[Dataset entries]
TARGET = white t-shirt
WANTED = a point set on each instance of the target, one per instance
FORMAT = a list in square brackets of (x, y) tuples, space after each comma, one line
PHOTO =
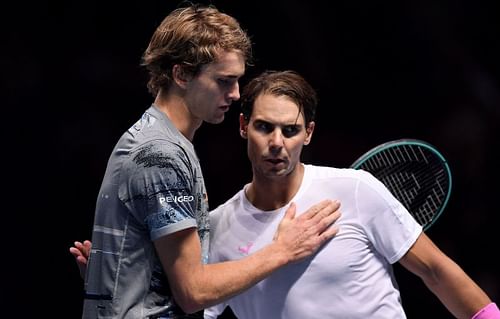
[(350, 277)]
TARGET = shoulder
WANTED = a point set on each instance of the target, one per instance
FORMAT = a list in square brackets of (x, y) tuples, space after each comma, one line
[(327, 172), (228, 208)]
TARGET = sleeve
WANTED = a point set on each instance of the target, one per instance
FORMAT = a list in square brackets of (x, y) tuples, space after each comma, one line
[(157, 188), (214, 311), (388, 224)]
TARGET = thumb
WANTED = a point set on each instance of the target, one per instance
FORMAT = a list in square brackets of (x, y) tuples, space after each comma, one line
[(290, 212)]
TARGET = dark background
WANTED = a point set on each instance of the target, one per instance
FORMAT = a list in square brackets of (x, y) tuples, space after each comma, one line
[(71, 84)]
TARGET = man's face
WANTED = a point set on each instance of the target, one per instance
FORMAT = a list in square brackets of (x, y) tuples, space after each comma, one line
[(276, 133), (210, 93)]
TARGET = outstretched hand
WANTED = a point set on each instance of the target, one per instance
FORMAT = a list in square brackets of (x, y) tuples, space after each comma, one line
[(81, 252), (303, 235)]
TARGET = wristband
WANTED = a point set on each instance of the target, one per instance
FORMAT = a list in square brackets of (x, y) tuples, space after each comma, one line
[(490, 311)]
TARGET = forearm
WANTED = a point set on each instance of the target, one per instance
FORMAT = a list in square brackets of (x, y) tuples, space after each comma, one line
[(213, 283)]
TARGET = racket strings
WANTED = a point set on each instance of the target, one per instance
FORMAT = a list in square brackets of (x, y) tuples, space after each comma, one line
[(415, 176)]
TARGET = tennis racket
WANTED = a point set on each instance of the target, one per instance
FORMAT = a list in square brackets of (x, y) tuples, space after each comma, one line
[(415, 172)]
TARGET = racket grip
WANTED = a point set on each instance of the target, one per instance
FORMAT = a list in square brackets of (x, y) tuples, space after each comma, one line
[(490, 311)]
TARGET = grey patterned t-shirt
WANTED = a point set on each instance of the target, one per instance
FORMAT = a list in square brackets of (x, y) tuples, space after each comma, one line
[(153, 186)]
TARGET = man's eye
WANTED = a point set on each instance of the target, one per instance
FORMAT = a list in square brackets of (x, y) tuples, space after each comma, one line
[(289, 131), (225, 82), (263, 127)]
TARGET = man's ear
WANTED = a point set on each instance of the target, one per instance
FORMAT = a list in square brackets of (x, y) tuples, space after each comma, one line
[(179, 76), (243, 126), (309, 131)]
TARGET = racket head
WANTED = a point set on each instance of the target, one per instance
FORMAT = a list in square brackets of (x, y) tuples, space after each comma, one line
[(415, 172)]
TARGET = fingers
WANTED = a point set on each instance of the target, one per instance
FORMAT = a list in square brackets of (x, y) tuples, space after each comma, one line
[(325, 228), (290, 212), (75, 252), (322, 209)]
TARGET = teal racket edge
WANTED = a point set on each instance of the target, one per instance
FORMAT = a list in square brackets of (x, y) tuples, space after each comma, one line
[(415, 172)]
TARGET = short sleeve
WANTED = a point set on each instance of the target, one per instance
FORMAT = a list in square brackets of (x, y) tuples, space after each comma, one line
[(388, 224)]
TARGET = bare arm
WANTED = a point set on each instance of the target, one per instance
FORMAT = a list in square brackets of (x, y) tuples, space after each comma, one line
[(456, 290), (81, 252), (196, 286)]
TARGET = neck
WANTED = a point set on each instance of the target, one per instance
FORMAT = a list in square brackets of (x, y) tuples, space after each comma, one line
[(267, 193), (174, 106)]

...

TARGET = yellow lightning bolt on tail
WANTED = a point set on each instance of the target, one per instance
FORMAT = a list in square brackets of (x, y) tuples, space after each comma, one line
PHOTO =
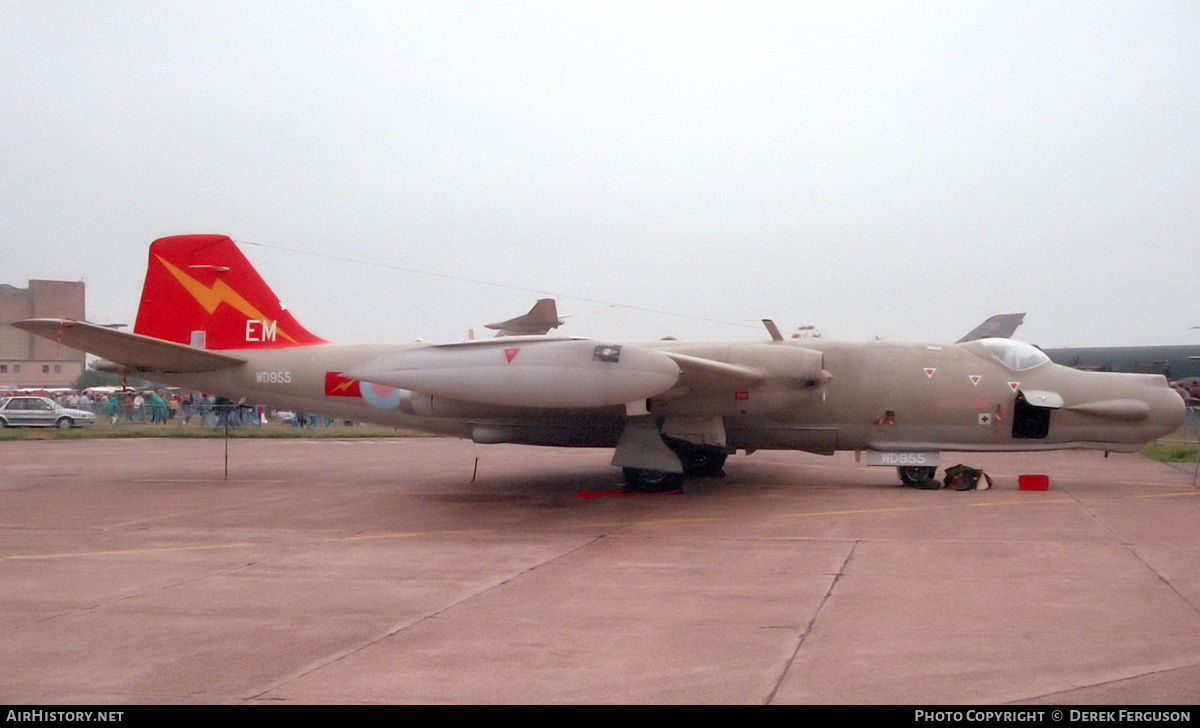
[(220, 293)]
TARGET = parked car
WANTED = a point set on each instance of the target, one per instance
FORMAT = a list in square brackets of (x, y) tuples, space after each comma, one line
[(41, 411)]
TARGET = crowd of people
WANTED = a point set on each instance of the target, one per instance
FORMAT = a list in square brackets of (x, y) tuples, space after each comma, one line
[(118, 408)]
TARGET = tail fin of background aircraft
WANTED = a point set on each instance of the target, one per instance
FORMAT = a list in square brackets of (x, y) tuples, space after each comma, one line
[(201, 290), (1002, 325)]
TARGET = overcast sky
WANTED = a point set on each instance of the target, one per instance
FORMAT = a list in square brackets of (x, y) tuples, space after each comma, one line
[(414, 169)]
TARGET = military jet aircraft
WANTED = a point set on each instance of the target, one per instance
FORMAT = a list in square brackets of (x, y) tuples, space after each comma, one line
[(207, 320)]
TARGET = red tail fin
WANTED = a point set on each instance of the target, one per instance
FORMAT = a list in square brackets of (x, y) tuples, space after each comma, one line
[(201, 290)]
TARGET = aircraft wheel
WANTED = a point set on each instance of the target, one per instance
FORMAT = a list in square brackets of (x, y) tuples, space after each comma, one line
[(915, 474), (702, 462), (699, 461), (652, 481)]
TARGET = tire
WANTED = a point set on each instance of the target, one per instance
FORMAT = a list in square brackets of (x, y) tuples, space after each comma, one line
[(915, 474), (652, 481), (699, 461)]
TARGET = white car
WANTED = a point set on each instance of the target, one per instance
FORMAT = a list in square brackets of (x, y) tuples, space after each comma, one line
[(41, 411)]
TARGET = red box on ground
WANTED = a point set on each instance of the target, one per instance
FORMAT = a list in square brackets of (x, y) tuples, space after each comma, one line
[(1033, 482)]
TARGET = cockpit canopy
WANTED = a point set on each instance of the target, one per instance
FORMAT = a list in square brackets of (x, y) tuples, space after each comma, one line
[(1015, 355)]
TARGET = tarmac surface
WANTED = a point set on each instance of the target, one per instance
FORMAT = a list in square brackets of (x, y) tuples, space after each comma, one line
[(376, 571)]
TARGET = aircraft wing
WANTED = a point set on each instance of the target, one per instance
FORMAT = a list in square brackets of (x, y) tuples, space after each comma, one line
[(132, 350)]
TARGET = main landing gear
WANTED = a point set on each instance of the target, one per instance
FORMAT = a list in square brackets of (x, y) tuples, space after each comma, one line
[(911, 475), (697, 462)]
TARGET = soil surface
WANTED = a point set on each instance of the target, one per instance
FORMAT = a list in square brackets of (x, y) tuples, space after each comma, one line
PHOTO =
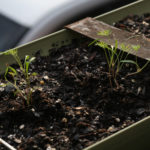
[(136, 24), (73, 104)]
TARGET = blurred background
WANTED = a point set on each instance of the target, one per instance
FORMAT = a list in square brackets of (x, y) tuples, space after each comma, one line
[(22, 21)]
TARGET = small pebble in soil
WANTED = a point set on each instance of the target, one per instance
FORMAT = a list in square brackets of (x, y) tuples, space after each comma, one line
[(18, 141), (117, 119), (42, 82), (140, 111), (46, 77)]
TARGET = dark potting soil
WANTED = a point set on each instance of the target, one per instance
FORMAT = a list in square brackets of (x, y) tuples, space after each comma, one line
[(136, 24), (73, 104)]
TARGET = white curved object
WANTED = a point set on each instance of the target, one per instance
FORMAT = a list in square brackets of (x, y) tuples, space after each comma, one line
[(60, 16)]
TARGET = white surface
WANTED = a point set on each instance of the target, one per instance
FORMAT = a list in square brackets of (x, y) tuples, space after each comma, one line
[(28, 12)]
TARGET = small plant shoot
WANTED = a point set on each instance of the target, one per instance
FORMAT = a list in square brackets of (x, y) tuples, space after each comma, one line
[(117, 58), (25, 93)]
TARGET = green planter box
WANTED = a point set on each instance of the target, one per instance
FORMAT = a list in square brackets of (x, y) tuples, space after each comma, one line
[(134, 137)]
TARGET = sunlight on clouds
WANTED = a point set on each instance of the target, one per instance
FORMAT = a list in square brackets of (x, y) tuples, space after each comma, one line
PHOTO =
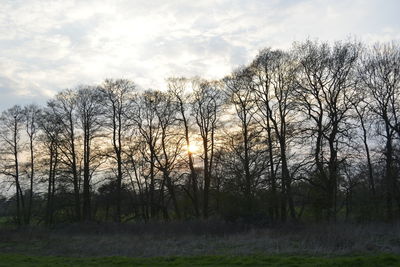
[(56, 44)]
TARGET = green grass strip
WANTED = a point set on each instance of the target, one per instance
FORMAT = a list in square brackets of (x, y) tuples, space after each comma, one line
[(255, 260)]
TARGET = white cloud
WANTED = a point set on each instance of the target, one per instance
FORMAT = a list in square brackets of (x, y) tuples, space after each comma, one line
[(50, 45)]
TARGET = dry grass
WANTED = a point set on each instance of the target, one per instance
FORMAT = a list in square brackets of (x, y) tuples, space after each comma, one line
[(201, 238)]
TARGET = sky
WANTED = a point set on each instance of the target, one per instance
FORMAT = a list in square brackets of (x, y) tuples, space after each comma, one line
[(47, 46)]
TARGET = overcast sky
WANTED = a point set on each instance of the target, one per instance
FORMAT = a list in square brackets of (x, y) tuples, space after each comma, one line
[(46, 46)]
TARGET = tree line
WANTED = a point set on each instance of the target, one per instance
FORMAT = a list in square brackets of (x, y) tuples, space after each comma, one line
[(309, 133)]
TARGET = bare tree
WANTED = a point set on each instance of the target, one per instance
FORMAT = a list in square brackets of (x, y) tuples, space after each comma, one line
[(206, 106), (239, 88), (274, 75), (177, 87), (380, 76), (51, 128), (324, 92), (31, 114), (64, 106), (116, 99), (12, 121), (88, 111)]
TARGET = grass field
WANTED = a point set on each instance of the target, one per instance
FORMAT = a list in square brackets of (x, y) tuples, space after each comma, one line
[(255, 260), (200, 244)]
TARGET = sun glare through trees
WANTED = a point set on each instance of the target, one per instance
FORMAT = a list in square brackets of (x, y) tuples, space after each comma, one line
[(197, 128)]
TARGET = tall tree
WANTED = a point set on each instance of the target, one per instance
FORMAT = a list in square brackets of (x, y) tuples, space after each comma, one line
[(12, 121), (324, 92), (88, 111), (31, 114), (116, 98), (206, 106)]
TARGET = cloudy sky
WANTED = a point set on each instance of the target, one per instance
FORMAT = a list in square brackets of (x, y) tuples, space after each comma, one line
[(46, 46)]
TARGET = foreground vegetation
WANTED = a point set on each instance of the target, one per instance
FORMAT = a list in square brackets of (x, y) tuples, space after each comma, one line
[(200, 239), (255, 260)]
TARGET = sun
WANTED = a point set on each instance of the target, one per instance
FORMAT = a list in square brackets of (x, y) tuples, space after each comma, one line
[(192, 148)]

■ WORK REQUIRED
Find "tail" in the data above. Report each line where it appears.

■ RESPONSE AREA
TARGET = yellow lightning bolt on tail
TARGET = tail fin of background aircraft
TARGET = red tail fin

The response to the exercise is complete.